Content starts
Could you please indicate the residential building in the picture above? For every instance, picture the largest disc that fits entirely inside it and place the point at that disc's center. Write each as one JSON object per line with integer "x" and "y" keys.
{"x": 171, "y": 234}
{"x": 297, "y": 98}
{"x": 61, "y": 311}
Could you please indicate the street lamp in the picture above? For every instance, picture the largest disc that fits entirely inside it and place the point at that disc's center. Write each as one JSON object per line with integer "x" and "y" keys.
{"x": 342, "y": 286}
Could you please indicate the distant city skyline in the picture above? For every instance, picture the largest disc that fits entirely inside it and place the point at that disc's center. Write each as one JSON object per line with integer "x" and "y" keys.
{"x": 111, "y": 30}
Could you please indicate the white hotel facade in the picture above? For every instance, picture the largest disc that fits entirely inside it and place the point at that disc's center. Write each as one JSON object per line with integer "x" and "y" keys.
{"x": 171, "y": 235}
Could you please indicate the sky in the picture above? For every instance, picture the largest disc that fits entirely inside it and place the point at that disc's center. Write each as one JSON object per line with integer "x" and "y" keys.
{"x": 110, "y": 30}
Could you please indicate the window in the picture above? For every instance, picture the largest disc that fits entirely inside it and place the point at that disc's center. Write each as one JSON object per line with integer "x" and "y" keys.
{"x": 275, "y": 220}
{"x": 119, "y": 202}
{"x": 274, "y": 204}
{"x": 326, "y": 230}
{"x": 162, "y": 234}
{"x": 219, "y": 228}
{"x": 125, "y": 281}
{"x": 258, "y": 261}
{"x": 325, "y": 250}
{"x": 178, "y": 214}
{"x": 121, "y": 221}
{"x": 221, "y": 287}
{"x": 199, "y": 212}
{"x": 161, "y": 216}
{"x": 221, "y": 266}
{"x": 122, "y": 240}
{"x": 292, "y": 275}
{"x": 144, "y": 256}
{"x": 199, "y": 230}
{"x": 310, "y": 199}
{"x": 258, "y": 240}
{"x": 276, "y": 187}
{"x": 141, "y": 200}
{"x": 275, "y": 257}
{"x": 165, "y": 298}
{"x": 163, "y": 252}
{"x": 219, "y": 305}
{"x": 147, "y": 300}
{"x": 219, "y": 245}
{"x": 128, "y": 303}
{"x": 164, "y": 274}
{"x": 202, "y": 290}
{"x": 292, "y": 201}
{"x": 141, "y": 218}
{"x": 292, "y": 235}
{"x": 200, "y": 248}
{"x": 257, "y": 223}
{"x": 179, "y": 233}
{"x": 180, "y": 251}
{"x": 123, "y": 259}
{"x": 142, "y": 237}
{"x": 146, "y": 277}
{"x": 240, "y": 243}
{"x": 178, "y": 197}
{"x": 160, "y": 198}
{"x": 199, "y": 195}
Content ends
An exact copy is needed of the lines from the one containing "Could you please indicate the window" through the end of the records.

__ANSWER BOX__.
Could you please indicate the window in the picture above? For every instance, picture the largest disc that fits entirely inside it and place the point at that disc's center. Write each as one JSON object per line with integer "x" and "y" keys.
{"x": 275, "y": 220}
{"x": 119, "y": 202}
{"x": 274, "y": 204}
{"x": 326, "y": 230}
{"x": 162, "y": 234}
{"x": 219, "y": 228}
{"x": 125, "y": 281}
{"x": 258, "y": 261}
{"x": 325, "y": 250}
{"x": 178, "y": 214}
{"x": 121, "y": 221}
{"x": 221, "y": 287}
{"x": 199, "y": 212}
{"x": 161, "y": 216}
{"x": 221, "y": 266}
{"x": 122, "y": 240}
{"x": 292, "y": 275}
{"x": 144, "y": 256}
{"x": 199, "y": 230}
{"x": 310, "y": 199}
{"x": 258, "y": 240}
{"x": 276, "y": 187}
{"x": 141, "y": 200}
{"x": 275, "y": 257}
{"x": 165, "y": 298}
{"x": 163, "y": 252}
{"x": 219, "y": 305}
{"x": 147, "y": 300}
{"x": 219, "y": 245}
{"x": 128, "y": 303}
{"x": 164, "y": 274}
{"x": 202, "y": 290}
{"x": 292, "y": 201}
{"x": 141, "y": 218}
{"x": 292, "y": 235}
{"x": 200, "y": 248}
{"x": 257, "y": 223}
{"x": 179, "y": 233}
{"x": 180, "y": 251}
{"x": 123, "y": 259}
{"x": 142, "y": 237}
{"x": 146, "y": 277}
{"x": 240, "y": 243}
{"x": 178, "y": 197}
{"x": 160, "y": 198}
{"x": 199, "y": 195}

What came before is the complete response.